How to complete this task:
Return the data verbatim, without pictures.

Recorded information:

========================

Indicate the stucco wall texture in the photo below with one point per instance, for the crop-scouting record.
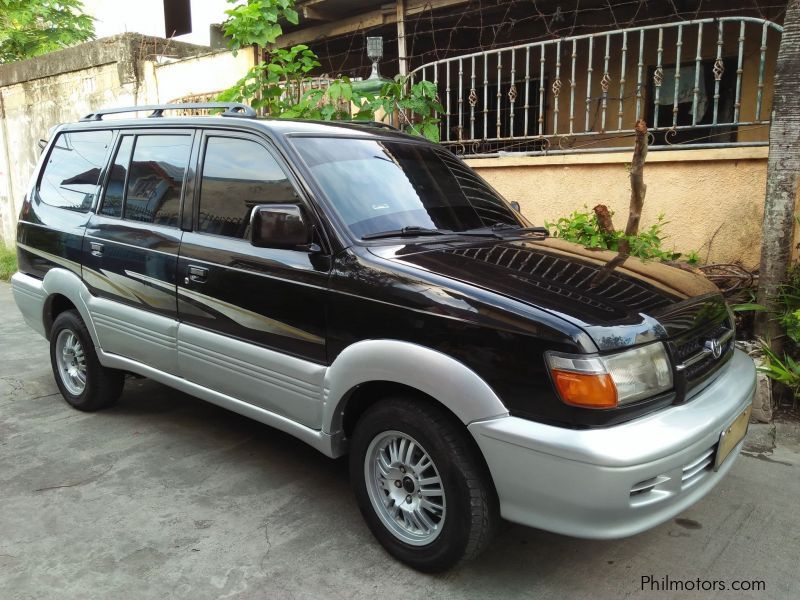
(63, 86)
(713, 199)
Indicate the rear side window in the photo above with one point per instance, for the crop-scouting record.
(238, 175)
(155, 181)
(72, 171)
(115, 188)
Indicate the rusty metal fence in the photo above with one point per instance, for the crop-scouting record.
(704, 82)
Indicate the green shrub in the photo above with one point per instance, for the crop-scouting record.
(8, 263)
(583, 228)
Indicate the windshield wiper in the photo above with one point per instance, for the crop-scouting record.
(409, 231)
(511, 228)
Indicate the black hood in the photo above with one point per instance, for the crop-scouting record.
(618, 301)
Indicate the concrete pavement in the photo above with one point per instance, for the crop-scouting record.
(165, 496)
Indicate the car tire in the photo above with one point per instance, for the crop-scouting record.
(82, 380)
(398, 498)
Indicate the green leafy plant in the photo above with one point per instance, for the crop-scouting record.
(417, 106)
(582, 227)
(785, 371)
(29, 28)
(278, 85)
(257, 22)
(282, 85)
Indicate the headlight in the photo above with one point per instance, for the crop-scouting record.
(611, 380)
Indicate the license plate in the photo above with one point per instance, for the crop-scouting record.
(731, 436)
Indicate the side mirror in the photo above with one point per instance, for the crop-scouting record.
(279, 226)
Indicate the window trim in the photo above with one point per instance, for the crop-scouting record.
(121, 135)
(135, 134)
(101, 175)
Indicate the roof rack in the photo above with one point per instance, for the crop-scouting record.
(377, 124)
(232, 109)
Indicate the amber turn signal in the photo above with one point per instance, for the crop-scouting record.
(591, 390)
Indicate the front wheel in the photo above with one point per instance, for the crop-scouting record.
(83, 381)
(421, 485)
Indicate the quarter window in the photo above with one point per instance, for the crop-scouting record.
(73, 169)
(156, 176)
(115, 188)
(238, 175)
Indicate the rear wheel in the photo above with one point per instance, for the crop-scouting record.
(83, 381)
(421, 485)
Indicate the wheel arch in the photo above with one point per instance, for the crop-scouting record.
(372, 369)
(65, 290)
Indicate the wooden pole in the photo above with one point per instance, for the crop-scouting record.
(401, 37)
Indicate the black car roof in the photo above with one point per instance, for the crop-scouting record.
(275, 128)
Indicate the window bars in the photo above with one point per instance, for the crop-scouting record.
(704, 82)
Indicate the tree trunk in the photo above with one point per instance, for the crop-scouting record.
(782, 173)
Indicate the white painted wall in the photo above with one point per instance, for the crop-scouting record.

========================

Output of the exercise:
Indicate the stucco wall texture in the photo below with one point per instance, for the crop-scouting record.
(63, 86)
(713, 199)
Indicate the rear side window in the photo above with one point per instance, for the crop-scouting record.
(238, 175)
(155, 181)
(72, 171)
(115, 188)
Indicate the rusty metal fence in the photo above with one point per instance, for the crop-scouting record.
(704, 82)
Indicate the green shrub in the photo above with one point per instance, for the crop-scouting record.
(8, 263)
(583, 228)
Indicate the windshield wiper in the photo above with one point per instance, for the crop-scouting record.
(409, 231)
(511, 228)
Indicate the black hood in the photo above with one point per instance, for the crop-scouting record.
(618, 301)
Indicate the concrete pavement in the photo above with one point per instance, for the crop-scouting record.
(165, 496)
Indicate the car tire in the photo above with one point per instance, for the crop-scouting record.
(82, 380)
(398, 498)
Indicate the green leafy plant in the photo above with one point per instance, for the crop-scouting record.
(417, 106)
(582, 227)
(785, 371)
(29, 28)
(278, 85)
(257, 22)
(282, 85)
Indicate the headlight in the photo above with one point per instance, for the crop-scouting record.
(611, 380)
Indicate the license plate in the photo above with one point per instance, for the crop-scouting record.
(731, 436)
Indicate the side mirror in the photo above with one point per instance, for the crop-scouting record.
(279, 226)
Indicate the window trim in the photo above with one point per instance, for the crop-scouting record.
(121, 135)
(135, 134)
(101, 175)
Indicate the roof rack in the photo above with one point per instance, for the crop-scouting record.
(377, 124)
(232, 109)
Indicate the amber turn signal in the photo above with one point per instance, for the crop-scouting record.
(591, 390)
Indicate the front wheel in the photo above with one point per instance, for the crop-scouting record.
(83, 381)
(421, 485)
Indicate the quarter window in the photo above with one point per instance, for the crop-scouting record.
(73, 169)
(156, 176)
(115, 188)
(238, 175)
Indicate the rear wheel in the photo above with one point per instance, for the crop-scouting record.
(83, 381)
(421, 485)
Indicate the wheel arch in the photo above with one point per instance, for the crop-scouting record.
(372, 369)
(65, 290)
Indicate the wooden pole in the photo above with one point per instance, for the crop-scouting record.
(401, 37)
Indicate the black car roof in the photo above with one point per instance, for the crop-scouting record.
(275, 128)
Indicate the window bars in the photo above with one point per instance, for the crop-scouting record.
(704, 82)
Indicate the tree trunk in the photo above with one point per instance, for the crop-scouting record.
(782, 173)
Indicate the white painted wall in the photo above with one point per instance, for the crop-scouting record.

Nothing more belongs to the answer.